### Text shown
----------
Limitations and Capabilities of Transformer LLMs

ChatGPT is trending, and millions of people are using it every day. With its incredible capabilities of imitating humans, such as question answering, generating unique and creative content, summarizing massive textual data, code completion, and developing highly useful virtual assistants, ChatGPT is making our lives easier. Developed by OpenAI, ChatGPT is based on GPT 3.5 (Generative Pre-Trained Transformer) and GPT 4’s transformer architecture. GPT 4, the latest version of language models released by OpenAI, is multimodal in nature, i.e., it takes in input in the form of text and images, unlike the previous versions. Even other Large Language Models (LLMs) like PaLM, LLaMA, and BERT are being used in applications of various domains involving healthcare, E-commerce, finance, education, etc.

A team of researchers has highlighted the difference between the impressive performance of LLMs like GPT on complex tasks and their struggles with simple tasks in a recently released research paper. Diving into the limitations and capabilities of Transformer LLMs, the team has conducted experiments on three representative compositional tasks: multi-digit multiplication, logic grid puzzles, and a classic dynamic programming problem. These tasks involve breaking down problems into smaller steps and combining those steps to produce an exact solution.
----------
### Problem statement
Reproduce a passage from the text on Transformer LLMs word for word, starting with "ChatGPT is trending, and" and going on through "finance, education, etc.".
----------
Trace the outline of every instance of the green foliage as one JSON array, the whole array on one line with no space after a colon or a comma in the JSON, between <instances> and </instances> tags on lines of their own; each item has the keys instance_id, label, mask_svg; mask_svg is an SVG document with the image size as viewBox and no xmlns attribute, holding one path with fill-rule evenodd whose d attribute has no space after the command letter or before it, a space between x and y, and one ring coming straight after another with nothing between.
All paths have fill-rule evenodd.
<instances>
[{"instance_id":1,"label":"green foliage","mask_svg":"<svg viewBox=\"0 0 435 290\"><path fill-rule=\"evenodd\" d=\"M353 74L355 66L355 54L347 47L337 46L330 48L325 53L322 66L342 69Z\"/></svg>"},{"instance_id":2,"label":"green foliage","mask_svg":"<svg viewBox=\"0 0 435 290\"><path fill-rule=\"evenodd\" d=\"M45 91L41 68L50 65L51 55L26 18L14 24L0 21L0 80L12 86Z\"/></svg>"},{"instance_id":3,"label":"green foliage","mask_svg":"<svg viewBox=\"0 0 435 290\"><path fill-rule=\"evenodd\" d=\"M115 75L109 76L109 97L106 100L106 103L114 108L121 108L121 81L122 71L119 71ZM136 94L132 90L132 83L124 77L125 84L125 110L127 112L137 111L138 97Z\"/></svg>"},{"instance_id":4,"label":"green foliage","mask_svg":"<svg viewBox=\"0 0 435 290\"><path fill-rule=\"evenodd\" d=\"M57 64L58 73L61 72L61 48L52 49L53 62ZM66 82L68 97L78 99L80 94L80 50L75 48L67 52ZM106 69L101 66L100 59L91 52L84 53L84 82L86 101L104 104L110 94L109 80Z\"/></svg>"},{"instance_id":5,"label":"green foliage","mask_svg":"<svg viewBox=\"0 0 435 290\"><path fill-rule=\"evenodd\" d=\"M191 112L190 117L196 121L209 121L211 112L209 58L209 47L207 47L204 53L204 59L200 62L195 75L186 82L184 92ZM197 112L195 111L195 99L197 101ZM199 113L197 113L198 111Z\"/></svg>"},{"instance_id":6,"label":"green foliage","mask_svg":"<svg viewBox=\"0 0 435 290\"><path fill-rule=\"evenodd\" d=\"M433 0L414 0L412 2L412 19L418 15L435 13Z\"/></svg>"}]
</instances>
----------
### Task result
ChatGPT is trending, and millions of people are using it every day. With its incredible capabilities of imitating humans, such as question answering, generating unique and creative content, summarizing massive textual data, code completion, and developing highly useful virtual assistants, ChatGPT is making our lives easier. Developed by OpenAI, ChatGPT is based on GPT 3.5 (Generative Pre-Trained Transformer) and GPT 4’s transformer architecture. GPT 4, the latest version of language models released by OpenAI, is multimodal in nature, i.e., it takes in input in the form of text and images, unlike the previous versions. Even other Large Language Models (LLMs) like PaLM, LLaMA, and BERT are being used in applications of various domains involving healthcare, E-commerce, finance, education, etc.